## Provided data
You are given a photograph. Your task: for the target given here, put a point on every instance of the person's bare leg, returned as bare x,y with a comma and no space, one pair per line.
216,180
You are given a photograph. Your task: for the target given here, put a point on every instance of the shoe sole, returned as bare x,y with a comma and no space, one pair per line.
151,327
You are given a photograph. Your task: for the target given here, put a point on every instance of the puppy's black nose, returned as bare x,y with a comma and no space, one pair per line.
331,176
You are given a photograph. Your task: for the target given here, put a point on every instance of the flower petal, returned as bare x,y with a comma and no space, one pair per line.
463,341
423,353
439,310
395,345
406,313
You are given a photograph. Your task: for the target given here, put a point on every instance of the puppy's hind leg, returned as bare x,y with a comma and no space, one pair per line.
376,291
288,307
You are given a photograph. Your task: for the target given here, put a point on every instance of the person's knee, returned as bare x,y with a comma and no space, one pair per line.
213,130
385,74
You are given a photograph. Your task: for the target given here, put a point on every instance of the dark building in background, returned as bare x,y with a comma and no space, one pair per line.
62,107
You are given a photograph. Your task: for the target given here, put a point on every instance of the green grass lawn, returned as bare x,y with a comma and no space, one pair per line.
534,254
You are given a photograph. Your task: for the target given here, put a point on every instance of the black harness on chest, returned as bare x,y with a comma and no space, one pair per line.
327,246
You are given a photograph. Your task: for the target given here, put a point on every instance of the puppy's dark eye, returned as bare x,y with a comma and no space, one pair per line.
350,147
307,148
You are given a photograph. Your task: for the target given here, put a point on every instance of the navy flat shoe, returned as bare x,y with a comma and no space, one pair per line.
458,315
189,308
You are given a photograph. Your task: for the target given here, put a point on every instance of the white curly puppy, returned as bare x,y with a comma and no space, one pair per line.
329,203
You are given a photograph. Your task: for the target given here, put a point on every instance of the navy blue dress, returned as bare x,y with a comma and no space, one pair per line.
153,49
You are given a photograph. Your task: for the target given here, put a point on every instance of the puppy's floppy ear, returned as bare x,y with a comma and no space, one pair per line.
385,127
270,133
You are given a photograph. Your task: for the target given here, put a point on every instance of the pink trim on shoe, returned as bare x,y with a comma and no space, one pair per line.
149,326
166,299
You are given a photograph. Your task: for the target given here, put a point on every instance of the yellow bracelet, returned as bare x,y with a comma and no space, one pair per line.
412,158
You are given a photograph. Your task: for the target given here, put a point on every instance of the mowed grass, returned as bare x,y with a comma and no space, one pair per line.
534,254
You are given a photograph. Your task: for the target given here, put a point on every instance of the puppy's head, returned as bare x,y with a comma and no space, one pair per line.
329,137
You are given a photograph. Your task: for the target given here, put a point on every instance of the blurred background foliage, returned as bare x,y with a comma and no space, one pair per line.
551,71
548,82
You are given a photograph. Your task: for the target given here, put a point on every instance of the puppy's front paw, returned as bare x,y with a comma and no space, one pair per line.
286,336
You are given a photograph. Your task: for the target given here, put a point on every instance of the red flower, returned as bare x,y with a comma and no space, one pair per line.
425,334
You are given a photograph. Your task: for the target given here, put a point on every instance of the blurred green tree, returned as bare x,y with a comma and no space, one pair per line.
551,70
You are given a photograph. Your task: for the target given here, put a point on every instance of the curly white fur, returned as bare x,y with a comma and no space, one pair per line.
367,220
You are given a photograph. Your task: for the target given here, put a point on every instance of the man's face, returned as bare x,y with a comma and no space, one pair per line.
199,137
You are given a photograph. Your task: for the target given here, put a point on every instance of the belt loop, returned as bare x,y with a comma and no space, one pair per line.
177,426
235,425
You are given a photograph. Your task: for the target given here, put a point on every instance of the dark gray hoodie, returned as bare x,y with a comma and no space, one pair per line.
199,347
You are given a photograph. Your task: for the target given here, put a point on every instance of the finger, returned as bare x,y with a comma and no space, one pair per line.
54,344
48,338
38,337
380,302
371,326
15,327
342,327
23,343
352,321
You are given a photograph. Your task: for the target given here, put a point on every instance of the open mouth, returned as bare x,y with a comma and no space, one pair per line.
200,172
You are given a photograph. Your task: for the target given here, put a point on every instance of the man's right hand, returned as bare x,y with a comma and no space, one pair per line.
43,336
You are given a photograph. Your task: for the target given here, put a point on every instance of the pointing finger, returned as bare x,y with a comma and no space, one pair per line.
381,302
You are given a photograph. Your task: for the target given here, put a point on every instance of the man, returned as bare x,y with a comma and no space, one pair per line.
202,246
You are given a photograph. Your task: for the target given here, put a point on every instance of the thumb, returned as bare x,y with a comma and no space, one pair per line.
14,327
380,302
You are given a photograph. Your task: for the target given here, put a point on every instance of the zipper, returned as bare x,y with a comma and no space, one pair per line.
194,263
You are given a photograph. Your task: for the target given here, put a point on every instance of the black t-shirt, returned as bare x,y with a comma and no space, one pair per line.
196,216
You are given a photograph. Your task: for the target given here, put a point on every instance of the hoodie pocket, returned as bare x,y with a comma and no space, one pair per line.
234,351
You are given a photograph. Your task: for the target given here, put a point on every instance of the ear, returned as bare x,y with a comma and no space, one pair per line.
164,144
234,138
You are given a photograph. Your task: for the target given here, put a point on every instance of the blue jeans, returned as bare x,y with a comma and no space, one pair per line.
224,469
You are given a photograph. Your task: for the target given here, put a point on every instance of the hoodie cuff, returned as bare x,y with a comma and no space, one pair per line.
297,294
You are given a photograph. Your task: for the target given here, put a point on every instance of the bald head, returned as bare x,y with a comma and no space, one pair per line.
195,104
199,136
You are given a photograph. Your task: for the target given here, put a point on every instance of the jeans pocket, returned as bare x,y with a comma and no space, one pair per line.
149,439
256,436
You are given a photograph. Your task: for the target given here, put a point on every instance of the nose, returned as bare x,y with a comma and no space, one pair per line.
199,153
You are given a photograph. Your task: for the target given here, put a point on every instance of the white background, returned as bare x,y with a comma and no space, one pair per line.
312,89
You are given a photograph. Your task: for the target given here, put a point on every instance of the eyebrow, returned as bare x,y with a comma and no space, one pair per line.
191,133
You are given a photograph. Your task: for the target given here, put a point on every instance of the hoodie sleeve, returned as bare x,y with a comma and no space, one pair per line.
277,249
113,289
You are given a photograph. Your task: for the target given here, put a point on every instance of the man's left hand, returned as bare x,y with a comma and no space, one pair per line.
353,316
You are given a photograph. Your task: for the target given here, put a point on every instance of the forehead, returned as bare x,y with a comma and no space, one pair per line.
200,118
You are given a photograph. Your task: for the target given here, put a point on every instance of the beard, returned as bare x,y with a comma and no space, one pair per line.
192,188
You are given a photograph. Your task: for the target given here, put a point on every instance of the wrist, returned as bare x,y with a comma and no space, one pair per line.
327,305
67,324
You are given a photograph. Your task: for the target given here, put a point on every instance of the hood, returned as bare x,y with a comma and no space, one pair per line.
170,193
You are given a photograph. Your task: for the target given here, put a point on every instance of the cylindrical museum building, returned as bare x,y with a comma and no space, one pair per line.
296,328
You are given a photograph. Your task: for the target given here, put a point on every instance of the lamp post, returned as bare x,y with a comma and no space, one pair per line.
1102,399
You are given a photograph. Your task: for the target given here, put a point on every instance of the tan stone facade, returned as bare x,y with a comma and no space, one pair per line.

## Stated goal
Everything from the line containing "of the cylindrical" through the final line of the listing, inclusive, must be reproduced exactly; leave out the rest.

## Finished task
You are given a photograph. Your task: for the target given here, put a point on every instance of the cylindrical museum building, returned as bare x,y with a comma and no space, one pair per line.
296,328
You are given a photograph. Your task: for the target given here, put a point on every instance of the lamp post, returned as bare x,y with a comma and no space, one pair per line.
1102,399
You are given a photograph. Your task: for the target given here, put a point on every instance of the tan stone facade, returned as bare x,y with a comma and no space, one pair per line.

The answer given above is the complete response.